## SELECTED EXCERPT
########

I am so glad you and Tuff found each other and that you both found us at GRF!


----------



## C's Mom (Dec 7, 2009)

Tuff dog sure is handsome. I'm so glad that things turned out the way they did - meant to be.


----------



## Noey (Feb 26, 2009)

Sounds like he was picking you. What a neat story. Thanks you for sharing.


----------



## ggd (Apr 8, 2009)

Great story! Tuff found the right home!


----------



## Tailer'sFolks (Feb 27, 2007)

Great Tuff Story! Thanks for letting him share your life...and live inside your home & heart! "Butt Head" & "Big Red" must fit lovingly...such a Handsome Boy!


----------



## goldensmum (Oct 23, 2007)

Often wondered what Tuff's story was, especially when you had another dog visit (was it last year).

Thanks for sharing his story, but most importantly for sharing him with us.

Big hugs on their way for Tuff


----------



## cham (Feb 21, 2008)

I never heard Tuff Dog's story, and it is a beautiful one with a happy happy ending. He is a handsome boy, and obviously very smart, after all, look who he chose for a furever family!!!!! I love Tuff Dog!:--heart:


----------



## Karen519 (Aug 21, 2006)

*Alan*

Alan

How is it possible you wrote Tuff's story so long ago and I never saw it!?

I would say that Tuff sure wandered into the right arms-you and your wifes.

What a beautiful story and I love the pictures!

Looks like you have the same pool that Ken and I do!

I love stories with SUCH HAPPY ENDINGS!

Tuff is a GORGEOUS BOY!!


----------



## paula bedard (Feb 5, 2008)

I never saw it before either. Yesterday a mention of Tuff's previous life came up in another Thread and then today _The Tuff and Alan Story_ pops up.

I had not heard of the umbilical cord wrapping around a pup's leg before. I hope it's not common. He's adjusted beautifully...probably 'cause he was meant to be this way.


----------



## coppers-mom (Jan 9, 2009)

This story just proves that not only is tuff good looking, he's smart too.


----------



## Karen519 (Aug 21, 2006)

*Tuff*

Bumping up Tuff's Story and how he found Alan and his wife!


----------



## AlanK (Jun 28, 2008)

########

## TO BE DONE
1. From the thread about Tuff, reproduce verbatim the passage starting with "I never saw it before" and going on through "he's smart too.".
2. In the thread about Tuff, what does paula bedard say they had not heard of before?
3. State whether each statement agrees with the thread about Tuff, answering yes or no and quoting the deciding words: (a) Karen519 remarks on a pool resembling the one Karen519 shares with Ken. (b) goldensmum already knew Tuff's story well before this thread. (c) coppers-mom calls Tuff good looking but not smart.

## GIVEN INFORMATION

########

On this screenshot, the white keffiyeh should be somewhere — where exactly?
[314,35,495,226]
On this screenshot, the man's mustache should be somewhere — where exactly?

########

## RESPONSES
1.
I never saw it before either. Yesterday a mention of Tuff's previous life came up in another Thread and then today _The Tuff and Alan Story_ pops up.

I had not heard of the umbilical cord wrapping around a pup's leg before. I hope it's not common. He's adjusted beautifully...probably 'cause he was meant to be this way.


----------



## coppers-mom (Jan 9, 2009)

This story just proves that not only is tuff good looking, he's smart too.

2. The umbilical cord wrapping around a pup's leg.

3.
(a) Yes: "Looks like you have the same pool that Ken and I do!"
(b) No: "Often wondered what Tuff's story was"
(c) No: "not only is tuff good looking, he's smart too."